→ Assignment
Write out each record below exactly, without pictures.
◇ ◇ ◇
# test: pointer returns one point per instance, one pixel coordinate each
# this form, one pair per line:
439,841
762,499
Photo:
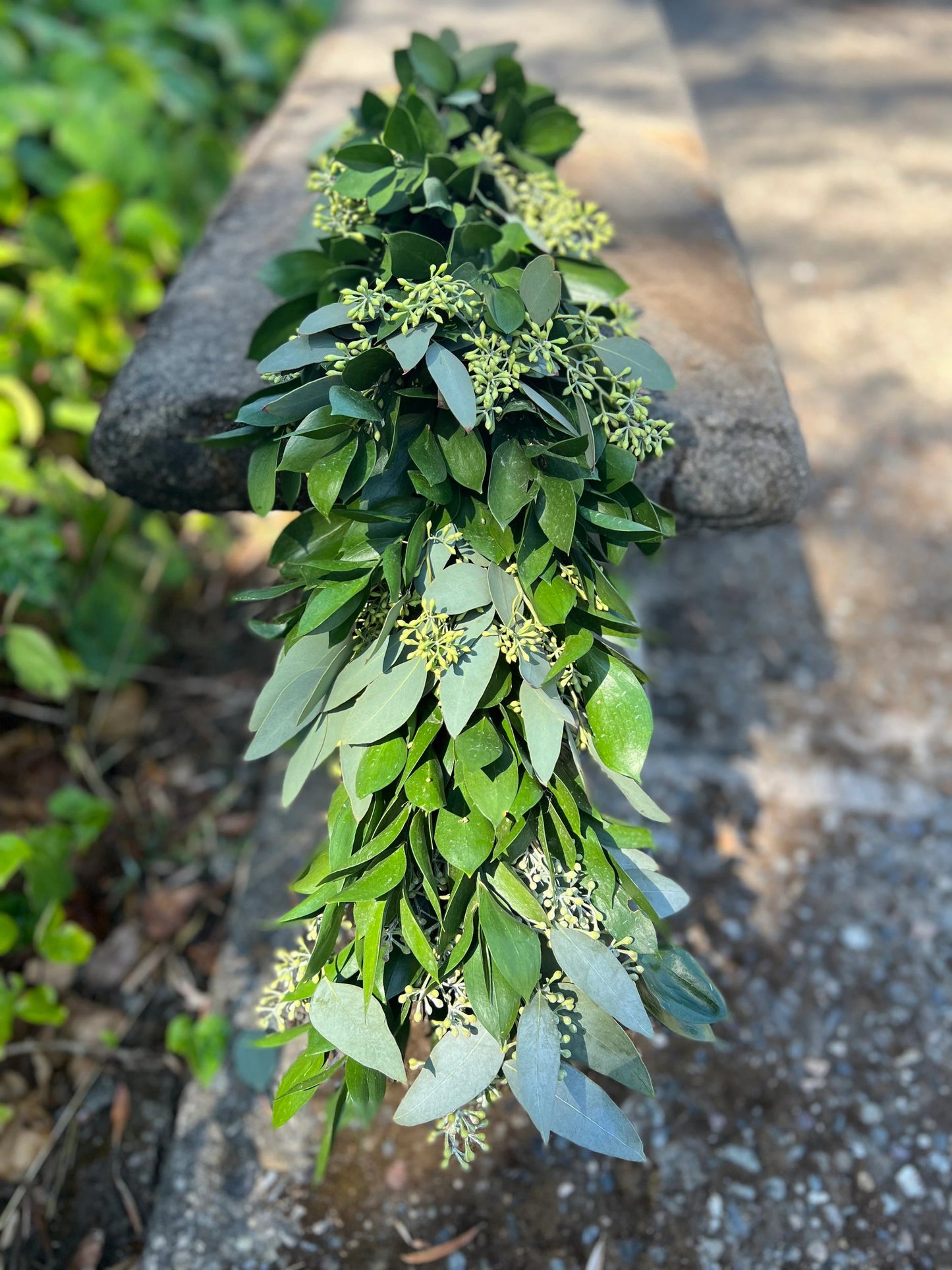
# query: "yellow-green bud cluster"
433,638
335,214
◇ ◇ ◇
→ Task output
# test: pointer returns one point per instance, one pixel coordinate each
# this form, one pair per line:
439,841
762,499
Photo:
# query: "yellow-green bud cluster"
433,638
335,214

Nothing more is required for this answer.